EXERCISE INSTRUCTIONS —
Recast everything from the line containing "Each instance of the ribbed" down to the end of the items below as a JSON list of strings, one string per line, leaving out any blank lines.

Coordinate labeling data:
◇ ◇ ◇ ◇ ◇ ◇ ◇

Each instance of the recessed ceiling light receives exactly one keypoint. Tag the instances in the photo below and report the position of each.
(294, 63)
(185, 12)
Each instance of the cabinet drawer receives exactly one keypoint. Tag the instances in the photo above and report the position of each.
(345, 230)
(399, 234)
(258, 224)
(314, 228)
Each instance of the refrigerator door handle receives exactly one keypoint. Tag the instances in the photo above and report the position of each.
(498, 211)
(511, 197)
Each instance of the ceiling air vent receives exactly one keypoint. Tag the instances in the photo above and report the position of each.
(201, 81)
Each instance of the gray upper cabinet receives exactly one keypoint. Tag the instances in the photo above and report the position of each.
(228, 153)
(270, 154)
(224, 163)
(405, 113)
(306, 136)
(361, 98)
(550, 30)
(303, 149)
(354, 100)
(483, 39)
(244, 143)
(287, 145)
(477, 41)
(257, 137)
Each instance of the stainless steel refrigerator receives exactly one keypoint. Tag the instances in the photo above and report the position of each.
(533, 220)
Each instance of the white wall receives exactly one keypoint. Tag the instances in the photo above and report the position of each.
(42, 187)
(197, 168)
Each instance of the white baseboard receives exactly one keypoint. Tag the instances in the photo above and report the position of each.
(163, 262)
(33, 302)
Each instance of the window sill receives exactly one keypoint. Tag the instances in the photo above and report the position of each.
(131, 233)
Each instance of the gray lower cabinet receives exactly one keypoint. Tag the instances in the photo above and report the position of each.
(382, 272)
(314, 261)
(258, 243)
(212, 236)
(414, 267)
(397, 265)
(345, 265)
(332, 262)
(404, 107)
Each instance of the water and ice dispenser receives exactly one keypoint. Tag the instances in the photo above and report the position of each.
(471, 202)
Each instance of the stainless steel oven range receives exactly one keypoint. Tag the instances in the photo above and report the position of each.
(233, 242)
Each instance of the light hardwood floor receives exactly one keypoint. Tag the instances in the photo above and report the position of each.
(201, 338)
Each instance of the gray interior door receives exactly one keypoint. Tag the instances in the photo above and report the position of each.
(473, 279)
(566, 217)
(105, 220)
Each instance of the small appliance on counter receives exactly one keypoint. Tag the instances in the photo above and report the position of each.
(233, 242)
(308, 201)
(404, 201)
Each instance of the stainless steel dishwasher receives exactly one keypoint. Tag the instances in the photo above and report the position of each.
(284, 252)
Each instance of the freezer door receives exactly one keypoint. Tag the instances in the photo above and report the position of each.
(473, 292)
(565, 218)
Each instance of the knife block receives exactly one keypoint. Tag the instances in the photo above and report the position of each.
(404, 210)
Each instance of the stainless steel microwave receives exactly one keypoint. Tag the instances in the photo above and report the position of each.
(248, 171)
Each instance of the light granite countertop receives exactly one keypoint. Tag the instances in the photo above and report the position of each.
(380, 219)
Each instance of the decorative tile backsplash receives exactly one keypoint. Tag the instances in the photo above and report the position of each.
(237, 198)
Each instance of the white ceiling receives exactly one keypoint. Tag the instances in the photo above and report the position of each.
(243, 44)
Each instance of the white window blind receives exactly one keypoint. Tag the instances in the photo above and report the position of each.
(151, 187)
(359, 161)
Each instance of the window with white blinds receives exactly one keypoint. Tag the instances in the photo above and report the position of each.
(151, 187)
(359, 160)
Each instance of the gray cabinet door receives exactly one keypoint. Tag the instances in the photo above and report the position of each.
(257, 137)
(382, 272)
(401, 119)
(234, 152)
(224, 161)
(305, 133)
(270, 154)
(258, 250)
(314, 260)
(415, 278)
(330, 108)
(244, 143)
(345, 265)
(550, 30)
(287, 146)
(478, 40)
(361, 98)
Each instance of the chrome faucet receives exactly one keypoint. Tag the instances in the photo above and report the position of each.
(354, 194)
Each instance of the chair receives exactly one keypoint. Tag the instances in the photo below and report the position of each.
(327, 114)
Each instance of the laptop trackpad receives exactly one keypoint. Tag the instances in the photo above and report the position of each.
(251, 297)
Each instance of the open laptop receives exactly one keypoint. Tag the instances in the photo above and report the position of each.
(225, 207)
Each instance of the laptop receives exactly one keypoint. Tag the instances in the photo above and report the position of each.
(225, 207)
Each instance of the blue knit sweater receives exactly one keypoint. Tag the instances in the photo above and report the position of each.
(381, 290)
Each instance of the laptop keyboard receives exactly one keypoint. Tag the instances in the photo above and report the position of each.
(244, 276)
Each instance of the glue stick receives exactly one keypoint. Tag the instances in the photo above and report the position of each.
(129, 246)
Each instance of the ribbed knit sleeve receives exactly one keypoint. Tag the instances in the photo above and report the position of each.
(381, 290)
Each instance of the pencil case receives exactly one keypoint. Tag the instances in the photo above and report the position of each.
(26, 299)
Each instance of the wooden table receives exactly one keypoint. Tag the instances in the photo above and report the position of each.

◇ ◇ ◇ ◇ ◇ ◇ ◇

ANSWER IN FULL —
[
  "Each instance of the ribbed knit sleeve receives exactly one keypoint. Tag the instances in the photo above and report the position of each.",
  "(381, 290)",
  "Each instance of the pencil case receives exactly one keypoint. Tag the instances in the photo above and report the position of each.",
  "(26, 299)",
  "Each instance of the wooden table receives exactly one keypoint. Tag the instances in the photo above and report the position of each."
]